Written task:
Reproduce every one of the records below line for line, changing nothing.

Collection entries:
--*--

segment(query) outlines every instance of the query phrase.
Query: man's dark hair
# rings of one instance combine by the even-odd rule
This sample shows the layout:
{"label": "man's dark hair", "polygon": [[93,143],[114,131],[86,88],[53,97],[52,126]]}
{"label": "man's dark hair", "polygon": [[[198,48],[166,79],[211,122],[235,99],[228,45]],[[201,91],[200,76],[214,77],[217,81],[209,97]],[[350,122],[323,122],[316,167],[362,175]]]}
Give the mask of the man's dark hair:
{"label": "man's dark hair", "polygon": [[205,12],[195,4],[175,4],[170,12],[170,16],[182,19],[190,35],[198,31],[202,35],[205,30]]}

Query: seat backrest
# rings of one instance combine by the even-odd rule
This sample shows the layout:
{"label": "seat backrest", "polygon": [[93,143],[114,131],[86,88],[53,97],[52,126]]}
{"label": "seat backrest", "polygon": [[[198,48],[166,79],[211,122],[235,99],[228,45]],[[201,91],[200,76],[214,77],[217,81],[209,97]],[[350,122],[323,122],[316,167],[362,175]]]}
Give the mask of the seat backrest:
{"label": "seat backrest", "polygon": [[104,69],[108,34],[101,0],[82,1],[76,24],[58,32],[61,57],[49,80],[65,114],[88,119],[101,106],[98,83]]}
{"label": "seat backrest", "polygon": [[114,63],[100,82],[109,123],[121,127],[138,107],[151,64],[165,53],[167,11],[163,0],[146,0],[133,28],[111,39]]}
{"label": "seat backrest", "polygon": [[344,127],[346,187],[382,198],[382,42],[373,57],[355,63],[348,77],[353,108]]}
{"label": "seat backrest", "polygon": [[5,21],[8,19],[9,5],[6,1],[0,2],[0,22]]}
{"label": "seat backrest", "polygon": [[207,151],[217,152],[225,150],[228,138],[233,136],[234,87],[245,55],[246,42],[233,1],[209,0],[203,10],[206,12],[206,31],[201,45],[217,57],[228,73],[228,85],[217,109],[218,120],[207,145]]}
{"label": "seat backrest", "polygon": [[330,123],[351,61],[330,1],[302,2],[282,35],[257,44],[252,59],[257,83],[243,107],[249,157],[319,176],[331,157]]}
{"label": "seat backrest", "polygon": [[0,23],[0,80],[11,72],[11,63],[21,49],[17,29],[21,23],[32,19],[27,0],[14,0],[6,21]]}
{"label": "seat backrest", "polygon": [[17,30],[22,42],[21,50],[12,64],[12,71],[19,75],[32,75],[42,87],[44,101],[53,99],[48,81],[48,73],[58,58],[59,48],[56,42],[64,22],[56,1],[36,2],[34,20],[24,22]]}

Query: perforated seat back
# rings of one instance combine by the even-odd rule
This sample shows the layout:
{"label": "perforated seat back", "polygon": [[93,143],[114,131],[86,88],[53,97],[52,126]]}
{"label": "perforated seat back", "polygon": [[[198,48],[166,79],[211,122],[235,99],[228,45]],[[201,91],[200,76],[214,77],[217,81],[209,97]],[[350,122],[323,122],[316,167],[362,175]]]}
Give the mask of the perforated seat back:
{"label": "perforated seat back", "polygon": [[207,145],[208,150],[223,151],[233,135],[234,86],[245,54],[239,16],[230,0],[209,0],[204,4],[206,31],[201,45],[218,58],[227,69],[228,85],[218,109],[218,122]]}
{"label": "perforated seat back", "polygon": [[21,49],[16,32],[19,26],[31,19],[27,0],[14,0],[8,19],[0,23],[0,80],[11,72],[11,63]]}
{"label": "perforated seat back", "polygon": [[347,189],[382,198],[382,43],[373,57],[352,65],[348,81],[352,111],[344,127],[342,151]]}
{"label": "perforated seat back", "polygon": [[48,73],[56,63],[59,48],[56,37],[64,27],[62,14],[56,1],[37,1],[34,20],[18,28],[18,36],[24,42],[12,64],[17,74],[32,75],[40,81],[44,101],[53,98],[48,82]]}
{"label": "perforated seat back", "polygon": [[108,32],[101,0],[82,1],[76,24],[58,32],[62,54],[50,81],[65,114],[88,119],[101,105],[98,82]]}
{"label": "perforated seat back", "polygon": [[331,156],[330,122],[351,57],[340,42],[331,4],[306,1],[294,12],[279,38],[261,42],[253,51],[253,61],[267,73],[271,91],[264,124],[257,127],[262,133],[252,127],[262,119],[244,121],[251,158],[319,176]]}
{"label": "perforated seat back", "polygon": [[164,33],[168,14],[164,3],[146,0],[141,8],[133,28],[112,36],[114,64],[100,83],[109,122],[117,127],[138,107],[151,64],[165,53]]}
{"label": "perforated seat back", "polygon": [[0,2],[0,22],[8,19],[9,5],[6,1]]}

--*--

Exercise result:
segment(query) outlines every instance of the query phrase.
Query: man's dark hair
# rings of one instance combine by the even-odd rule
This sample shows the layout:
{"label": "man's dark hair", "polygon": [[93,143],[114,131],[86,88],[53,97],[52,126]]}
{"label": "man's dark hair", "polygon": [[[198,48],[166,79],[211,122],[235,99],[228,45]],[[201,91],[200,76],[214,77],[217,81],[209,97]],[[350,122],[323,122],[316,167],[362,175]]]}
Give the mask of the man's dark hair:
{"label": "man's dark hair", "polygon": [[205,12],[195,4],[175,4],[170,12],[170,16],[182,19],[190,35],[198,31],[202,35],[205,30]]}

Query: seat backrest
# rings of one instance combine by the even-odd rule
This sample shows the layout:
{"label": "seat backrest", "polygon": [[93,143],[114,131],[86,88],[53,97],[52,126]]}
{"label": "seat backrest", "polygon": [[[198,48],[166,79],[211,122],[235,99],[228,45]],[[201,91],[200,76],[214,77],[217,81],[209,97]],[[350,122],[323,122],[316,167],[362,175]]]}
Give the mask of the seat backrest:
{"label": "seat backrest", "polygon": [[104,69],[108,34],[101,0],[82,1],[76,24],[58,32],[61,57],[49,80],[65,114],[88,119],[101,106],[98,83]]}
{"label": "seat backrest", "polygon": [[114,63],[100,82],[109,123],[121,127],[138,107],[151,64],[165,53],[167,11],[163,0],[146,0],[133,28],[111,39]]}
{"label": "seat backrest", "polygon": [[344,127],[346,187],[382,198],[382,42],[373,57],[355,63],[348,77],[353,108]]}
{"label": "seat backrest", "polygon": [[5,21],[8,19],[9,5],[6,1],[0,2],[0,22]]}
{"label": "seat backrest", "polygon": [[207,151],[217,152],[225,150],[228,138],[233,136],[234,87],[245,55],[246,42],[233,1],[209,0],[203,10],[206,12],[206,31],[201,45],[217,57],[228,73],[228,85],[217,109],[218,120],[207,145]]}
{"label": "seat backrest", "polygon": [[330,123],[351,61],[330,1],[302,2],[282,35],[257,44],[252,59],[257,83],[243,107],[249,157],[319,176],[331,157]]}
{"label": "seat backrest", "polygon": [[0,23],[0,80],[11,72],[11,63],[21,49],[17,29],[21,23],[32,19],[27,0],[14,0],[6,21]]}
{"label": "seat backrest", "polygon": [[17,30],[22,42],[21,50],[12,64],[12,71],[19,75],[32,75],[42,87],[44,101],[53,99],[48,81],[48,73],[58,58],[59,48],[56,42],[64,22],[56,1],[36,2],[34,20],[24,22]]}

Query: perforated seat back
# rings of one instance combine by the even-odd rule
This sample shows the layout:
{"label": "perforated seat back", "polygon": [[93,143],[114,131],[86,88],[53,97],[52,126]]}
{"label": "perforated seat back", "polygon": [[[198,48],[166,79],[211,122],[235,99],[228,45]],[[201,91],[200,76],[214,77],[217,81],[209,97]],[[350,122],[323,122],[316,167],[362,175]]]}
Give the mask of the perforated seat back:
{"label": "perforated seat back", "polygon": [[207,145],[208,150],[223,151],[233,135],[234,86],[245,54],[239,16],[230,0],[209,0],[204,4],[206,31],[201,45],[218,58],[227,69],[228,85],[218,109],[218,122]]}
{"label": "perforated seat back", "polygon": [[21,49],[16,32],[19,26],[31,19],[27,0],[14,0],[8,19],[0,23],[0,80],[11,72],[11,63]]}
{"label": "perforated seat back", "polygon": [[347,189],[382,198],[382,43],[373,57],[352,65],[348,81],[352,111],[344,127],[342,151]]}
{"label": "perforated seat back", "polygon": [[48,73],[56,63],[59,48],[56,37],[64,27],[62,14],[56,1],[37,1],[34,20],[18,28],[18,36],[24,42],[12,64],[17,74],[32,75],[40,81],[44,101],[53,98],[48,82]]}
{"label": "perforated seat back", "polygon": [[108,32],[101,0],[82,1],[76,24],[58,32],[62,54],[50,81],[65,114],[88,119],[101,105],[98,82]]}
{"label": "perforated seat back", "polygon": [[331,156],[330,122],[351,57],[340,42],[331,4],[306,1],[294,12],[279,38],[261,42],[253,51],[253,61],[267,73],[271,91],[264,124],[257,127],[262,133],[252,127],[262,119],[244,121],[251,158],[319,176]]}
{"label": "perforated seat back", "polygon": [[164,33],[168,14],[164,3],[146,0],[141,8],[133,28],[112,36],[114,64],[100,83],[109,122],[117,127],[138,107],[151,64],[165,53]]}
{"label": "perforated seat back", "polygon": [[0,2],[0,22],[8,19],[9,5],[6,1]]}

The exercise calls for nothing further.